### Data to use
◆ ◆ ◆

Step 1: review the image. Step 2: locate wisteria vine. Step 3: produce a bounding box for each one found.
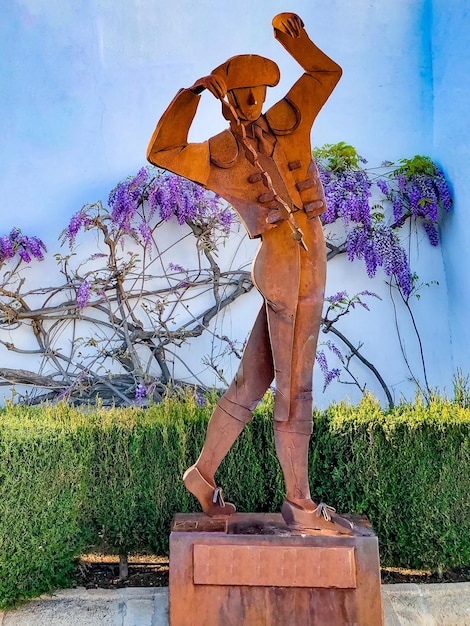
[313,143,452,400]
[0,144,453,407]
[0,167,240,406]
[64,167,232,250]
[315,143,452,298]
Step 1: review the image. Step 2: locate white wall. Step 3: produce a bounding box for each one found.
[432,1,470,378]
[0,0,456,406]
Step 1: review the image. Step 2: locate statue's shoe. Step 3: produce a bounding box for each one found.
[281,500,354,535]
[183,464,236,517]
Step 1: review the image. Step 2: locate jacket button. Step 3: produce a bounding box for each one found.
[266,209,283,224]
[304,200,324,213]
[248,172,263,183]
[296,178,316,192]
[258,191,276,203]
[288,160,302,171]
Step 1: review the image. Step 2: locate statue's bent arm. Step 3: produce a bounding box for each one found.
[146,88,211,186]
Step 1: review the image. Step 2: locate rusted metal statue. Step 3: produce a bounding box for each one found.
[147,13,352,534]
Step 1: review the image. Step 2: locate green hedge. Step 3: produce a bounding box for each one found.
[0,393,469,607]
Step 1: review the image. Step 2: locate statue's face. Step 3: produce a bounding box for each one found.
[228,86,267,123]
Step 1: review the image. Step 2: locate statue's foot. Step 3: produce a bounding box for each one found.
[281,499,354,535]
[183,464,236,517]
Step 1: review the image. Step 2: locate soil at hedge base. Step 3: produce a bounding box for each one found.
[75,554,470,590]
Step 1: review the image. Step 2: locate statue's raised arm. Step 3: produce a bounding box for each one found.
[146,84,211,185]
[268,12,342,133]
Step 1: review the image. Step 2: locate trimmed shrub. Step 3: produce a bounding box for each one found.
[0,393,469,607]
[0,403,96,607]
[309,395,470,569]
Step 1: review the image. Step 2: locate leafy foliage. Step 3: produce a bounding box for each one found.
[1,394,469,607]
[312,141,364,170]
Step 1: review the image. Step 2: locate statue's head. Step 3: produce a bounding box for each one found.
[212,54,280,123]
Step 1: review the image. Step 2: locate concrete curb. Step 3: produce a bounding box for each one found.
[0,587,169,626]
[1,583,469,625]
[382,582,470,626]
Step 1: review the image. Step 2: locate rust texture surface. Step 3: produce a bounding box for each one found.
[169,513,384,626]
[193,544,356,588]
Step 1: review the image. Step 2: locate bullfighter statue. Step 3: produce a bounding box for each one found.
[147,13,352,534]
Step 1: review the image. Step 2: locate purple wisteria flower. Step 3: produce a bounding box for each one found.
[148,172,232,233]
[77,280,91,310]
[376,178,389,195]
[355,290,380,310]
[318,164,372,227]
[316,349,328,373]
[0,228,46,264]
[0,236,14,261]
[138,221,152,246]
[397,174,406,192]
[392,195,405,228]
[326,291,348,305]
[326,340,343,361]
[18,249,31,263]
[108,167,149,233]
[135,385,148,404]
[422,222,440,246]
[434,169,452,212]
[380,159,452,245]
[219,209,233,233]
[63,206,94,247]
[316,349,341,392]
[347,224,412,296]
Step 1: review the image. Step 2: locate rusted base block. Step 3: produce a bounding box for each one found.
[169,512,383,626]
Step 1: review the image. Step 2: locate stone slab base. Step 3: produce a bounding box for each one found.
[169,512,383,625]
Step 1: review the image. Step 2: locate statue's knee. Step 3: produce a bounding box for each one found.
[273,389,312,423]
[218,394,253,425]
[273,419,313,436]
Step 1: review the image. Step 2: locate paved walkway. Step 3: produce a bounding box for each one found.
[1,583,470,625]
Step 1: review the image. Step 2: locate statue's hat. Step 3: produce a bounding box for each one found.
[212,54,280,91]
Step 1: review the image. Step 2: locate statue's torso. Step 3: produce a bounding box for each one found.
[206,113,326,239]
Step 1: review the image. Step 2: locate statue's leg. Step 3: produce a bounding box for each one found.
[273,420,313,503]
[267,294,318,508]
[183,304,274,516]
[273,282,325,508]
[270,295,353,534]
[262,216,352,533]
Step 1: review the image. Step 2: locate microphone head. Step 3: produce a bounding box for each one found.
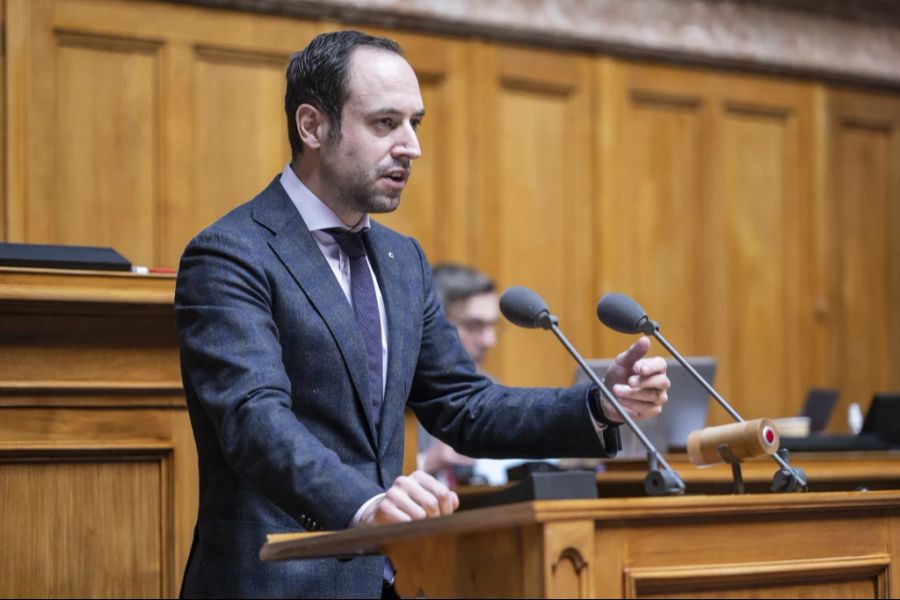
[596,293,650,334]
[500,286,553,329]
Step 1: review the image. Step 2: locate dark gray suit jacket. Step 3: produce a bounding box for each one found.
[175,177,618,598]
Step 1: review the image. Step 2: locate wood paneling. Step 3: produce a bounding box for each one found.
[0,268,195,599]
[0,452,166,598]
[185,46,290,258]
[6,0,318,268]
[595,61,708,364]
[3,1,900,596]
[825,90,900,427]
[477,44,595,387]
[708,78,815,424]
[627,556,889,598]
[2,0,899,519]
[597,62,818,425]
[261,492,900,598]
[5,0,899,423]
[53,33,160,265]
[0,0,7,240]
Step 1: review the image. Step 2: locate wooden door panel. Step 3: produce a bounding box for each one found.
[8,0,318,268]
[827,90,900,425]
[597,62,816,424]
[51,34,160,265]
[477,45,594,387]
[0,458,165,598]
[596,62,706,362]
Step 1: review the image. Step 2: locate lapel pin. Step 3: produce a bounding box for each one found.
[388,252,395,259]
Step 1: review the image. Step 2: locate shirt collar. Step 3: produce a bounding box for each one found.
[279,163,371,233]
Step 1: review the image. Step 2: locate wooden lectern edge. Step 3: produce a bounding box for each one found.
[259,491,900,562]
[266,530,332,544]
[259,501,540,562]
[0,267,175,305]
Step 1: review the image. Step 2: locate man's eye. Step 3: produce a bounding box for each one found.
[411,119,422,131]
[376,118,394,129]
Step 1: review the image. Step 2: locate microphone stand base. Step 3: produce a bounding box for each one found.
[645,453,686,496]
[771,448,809,493]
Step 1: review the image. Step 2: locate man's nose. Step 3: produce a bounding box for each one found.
[393,124,421,160]
[480,326,497,350]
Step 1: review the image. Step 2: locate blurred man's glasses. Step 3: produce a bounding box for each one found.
[456,318,500,334]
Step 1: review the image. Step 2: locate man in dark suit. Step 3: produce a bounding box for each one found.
[175,30,670,599]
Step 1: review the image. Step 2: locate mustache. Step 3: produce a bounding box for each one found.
[375,161,411,176]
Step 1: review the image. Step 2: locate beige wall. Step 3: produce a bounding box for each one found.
[4,0,900,428]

◆ ◆ ◆

### To do
Copy out the listing above in full and leave out its pictures.

### Answer area
Step 1: review the image. Step 2: locate wisteria vine. Step 3: produce a bounding box for each one found.
[313,143,452,400]
[0,144,453,407]
[0,167,240,406]
[64,167,232,250]
[315,143,452,298]
Step 1: review the image. Step 2: locate white wall. Step 3: produce a bounding box for each one found.
[432,1,470,378]
[0,0,456,406]
Step 1: review the image. Step 2: locate statue's shoe. Step 3: produce a bounding box for each one found.
[281,500,354,535]
[183,464,236,517]
Step 1: review the image. Step 2: locate jacket button. Step 3: produce a bounding box for each one found.
[266,209,283,224]
[304,200,324,213]
[248,172,263,183]
[296,178,316,192]
[258,191,276,203]
[288,160,302,171]
Step 1: review the image. Step 2: locate statue's bent arm. Step 3: produce a bounding box for each one found.
[146,88,211,186]
Step 1: review the image. Step 2: locate rusted metal statue. Step 3: produce a bounding box for each one found.
[147,13,352,534]
Step 1: review the image. Step 2: locate green hedge. Step 3: produce a bounding box for each one found.
[0,393,469,607]
Step 1: review the image. Step 2: locate statue's face. Step 3: produce a bounding box for each one found.
[228,86,267,123]
Step 1: review the image. Step 2: locate statue's foot. Step 3: produce a bounding box for each one found.
[281,499,354,535]
[183,464,236,517]
Step 1: review the image. Step 2: locate soil at hedge base. Step 3: produce a bounding box for each one found.
[75,554,470,590]
Step 1: review the image. Step 2: locate statue's raised arm. Step 3: produce a bounding box for each one found.
[146,84,211,185]
[268,12,342,133]
Step 1: review the image. Step 2: locate trimmed shrub. Step 3: produce a bounding box for each one found.
[0,393,469,607]
[0,403,96,607]
[309,395,470,569]
Step 1: review the image. Step 2: locate leafy foliage. Step 3: produce a bounding box for each one found.
[1,394,469,607]
[312,141,364,170]
Step 1: review the image. Step 2: locate statue's head. Step 3: produce a bounding box for each one found.
[212,54,280,123]
Step 1: review the image. Step 2: locate concrete curb. Step 3: produce a bounding box for each one found.
[0,587,169,626]
[1,583,469,625]
[382,582,470,626]
Step 1: review the image. Step 2: locate rust texture surface. Step 3: produce a bounding box for each one found.
[169,513,384,626]
[193,544,356,588]
Step 1: review the image. Step 2: locate bullfighter statue. Step 3: produce a bounding box for each one found.
[147,13,352,534]
Step 1: review the image. Step 2: locate purple wisteria flower. Step 3: produce a bounding box for each one found.
[148,172,232,233]
[77,280,91,310]
[376,178,389,195]
[355,290,380,310]
[318,164,372,227]
[316,349,328,373]
[0,228,46,264]
[0,236,14,261]
[138,221,152,246]
[397,174,406,192]
[392,195,405,228]
[326,291,348,305]
[326,340,343,361]
[18,249,31,263]
[108,167,149,233]
[135,385,148,404]
[422,222,440,246]
[434,169,452,212]
[380,159,452,245]
[219,209,233,233]
[63,206,94,247]
[316,349,341,392]
[347,224,412,296]
Step 1: review the image. Step 2: locate rusted base block. Step 3: produce a bounding box for each one found.
[169,512,383,626]
Step 1: review the image. Step 2: locate stone slab base. Step 3: produce a bounding box for each one found.
[169,512,383,625]
Step 1: review the image. Step 2: locate statue's knee. Step 3: produce a bounding box for each one found.
[273,389,312,423]
[218,394,253,425]
[273,419,313,436]
Step 1: review the image. Step 2: locate paved walkway. Step 3: produce a bounding box for each one found.
[1,583,470,625]
Step 1: review the image. Step 2: locate statue's hat. Step 3: produce a bounding box for each one found.
[212,54,280,91]
Step 1: review the image. Step 2: locate statue's torso. Step 3: produce a bounding box for each one found.
[206,113,326,239]
Step 1: review the image. Step 2: locate statue's leg. Step 3: produce a bounding box for each one found.
[273,420,313,503]
[267,294,318,508]
[183,304,274,516]
[273,282,325,508]
[270,295,353,534]
[262,216,352,533]
Step 1: review the image. Step 2: locate microphone head. Step 3: produce a bounding box for each one found.
[596,293,650,334]
[500,286,553,329]
Step 1: review the image. Step 2: locate dark gray suit jacket. Step 3: produce a bounding box for each one found.
[175,177,618,598]
Step 1: review the image. Step 2: locate wood paneling. Step 3: produce a bounding box for each one found.
[0,268,195,599]
[0,452,166,598]
[185,46,290,258]
[6,0,318,268]
[595,61,708,364]
[3,1,900,596]
[825,90,900,427]
[477,44,595,387]
[708,78,815,424]
[627,556,889,598]
[2,0,899,519]
[597,62,818,425]
[261,492,900,598]
[5,0,899,423]
[53,33,160,265]
[0,0,7,240]
Step 1: review the image. Step 2: locate wooden door panel. Step 3: produce a bounding box for each one found.
[8,0,318,268]
[827,90,900,425]
[597,62,816,424]
[51,34,160,265]
[477,45,594,387]
[0,458,165,598]
[596,62,706,362]
Step 1: review the image. Step 2: locate lapel pin. Step 3: produce a bounding box for each one found.
[388,252,395,259]
Step 1: review the image. Step 2: locate shirt collar. Step 3: produce a bounding box for each one found.
[279,163,371,233]
Step 1: review the image. Step 2: locate wooden lectern edge. Step 3: produce a bounding box for each one found.
[259,491,900,562]
[266,530,332,544]
[259,501,540,562]
[0,267,175,305]
Step 1: review the image. Step 2: locate man's eye. Step 3: produce a bounding box for each one found.
[411,119,422,131]
[376,118,394,129]
Step 1: review the image. Step 2: locate microphone stand base. Step 3: produce a bounding box for each one found.
[645,453,686,496]
[771,448,809,493]
Step 1: review the image. Step 2: locate man's nose. Step 3: produce a bounding box for each one found.
[393,124,421,160]
[480,326,497,350]
Step 1: review the image. Step 2: locate blurred man's glasses. Step 3: produce a bounding box for each one found.
[456,318,500,334]
Step 1: review the image. Step 2: locate man in dark suit. Step 3: produce a bounding box for each one found.
[175,30,670,599]
Step 1: review the image. Step 2: locate mustache. Step 3: produce a bounding box for each one found.
[375,161,411,176]
Step 1: review the image. Step 2: locate beige wall. Step 3: produce a bounding box for each one found.
[4,0,900,428]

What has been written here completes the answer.